Start DOCUMENT EXTRACT

Just checked some new movies, to verify they will play, and always curious about the sound. 

In one they got the low freqs right, amazing how the very last octave has so huge effect on the overall experience. But since I rarely watch movies these days, the "movie-sound" dialogue is apparent once they start talking - it booms, and the upper freq range has a very strange tonal character.

So re-eq for the rest, doing not only the bass-eq, certainly makes sense.

The problem is to know the eq profile. Doing this properly, for each movie, is just too much work just to watch a movie.

But is it possible to do it right, so that voices have a natural tonal balance, without the excessive boom and strange nasality? Perhaps my speakers are wrong?

Vocal in music does not sound like this, and a typical well-made documentary usually sounds very good. So it is definitely possible, and the problem is how the sound is made in the movies.

The best solution would be if the movies were properly made - no low bass cut to adapt to bass studio and cinema speaker systems, and tonal balance that sounds natural on a reasonably flat system.

The next best would be if they could provide a eq profile with the movie, so that it is possible to apply the necessary re-eq with reasonable effort.

Yes.  If your speakers are reasonably accurate, the difference in human vocals and dialog between typical cinematic content and music will be glaringly apparent.  On my system, vocals sound very natural with a wide variety of music including stuff that was probably mixed and even mastered in a tiny room in someone's basement.  Yet many if not most movie soundtracks, including many with multi-100-million-dollar budgets, often have weird, unnatural sounding dialog.  Obviously something is seriously wrong with the movie mixes, and it's not something that can be fixed merely by manipulating levels or applying dynamic range compression.

You also note that well-made documentaries usually sound good.  And in fact, I find that a lot of lower-budget indie-films also sound very good.  How ironic that lower budget films, made by people who probably couldn't afford to rent out a dub-stage, are able to deliver more natural sounding dialog (albeit in the home and not so much the cinema) than big-budget Hollywood flicks.  It's utterly tragic, especially considering how important dialog is to the art itself.  In the 21st century, we shouldn't even have to discuss the issue of dialog intelligibility.  Instead, we should be talking about how well the dialog reproduction conveys the nuances of the actor/actresses voices, or whether it adequately conveys the emotional messages, beyond mere words.  Yet cinema audio dialog routinely fails to convey these details in most cinemas while often failing to even be intelligible in the home.

End DOCUMENT EXTRACT

● STATED PROBLEM 1:
Answer from the movie-sound discussion:
(a) According to the first writer, what usually sounds very good?
(b) What does the first writer call the next best solution after properly made movies?
(c) Besides documentaries, what does the second writer find also sound very good?
● STATED PROBLEM 2: Reproduce word for word the part of the movie-sound discussion from "You also note" up to and including "in the home.".

Start RECORD EXTRACTS

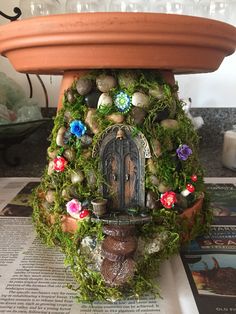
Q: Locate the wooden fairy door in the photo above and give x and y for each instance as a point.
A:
(123, 169)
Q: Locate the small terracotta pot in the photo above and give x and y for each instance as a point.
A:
(190, 212)
(99, 206)
(68, 224)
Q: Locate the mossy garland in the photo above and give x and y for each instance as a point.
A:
(167, 225)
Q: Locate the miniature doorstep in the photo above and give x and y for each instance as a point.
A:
(123, 188)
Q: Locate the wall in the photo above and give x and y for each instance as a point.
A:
(216, 89)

End RECORD EXTRACTS

● TASK OUTPUT 1:
(a) A typical well-made documentary.
(b) Providing an eq profile with the movie, so that the necessary re-eq can be applied with reasonable effort.
(c) A lot of lower-budget indie films.

● TASK OUTPUT 2:
You also note that well-made documentaries usually sound good.  And in fact, I find that a lot of lower-budget indie-films also sound very good.  How ironic that lower budget films, made by people who probably couldn't afford to rent out a dub-stage, are able to deliver more natural sounding dialog (albeit in the home and not so much the cinema) than big-budget Hollywood flicks.  It's utterly tragic, especially considering how important dialog is to the art itself.  In the 21st century, we shouldn't even have to discuss the issue of dialog intelligibility.  Instead, we should be talking about how well the dialog reproduction conveys the nuances of the actor/actresses voices, or whether it adequately conveys the emotional messages, beyond mere words.  Yet cinema audio dialog routinely fails to convey these details in most cinemas while often failing to even be intelligible in the home.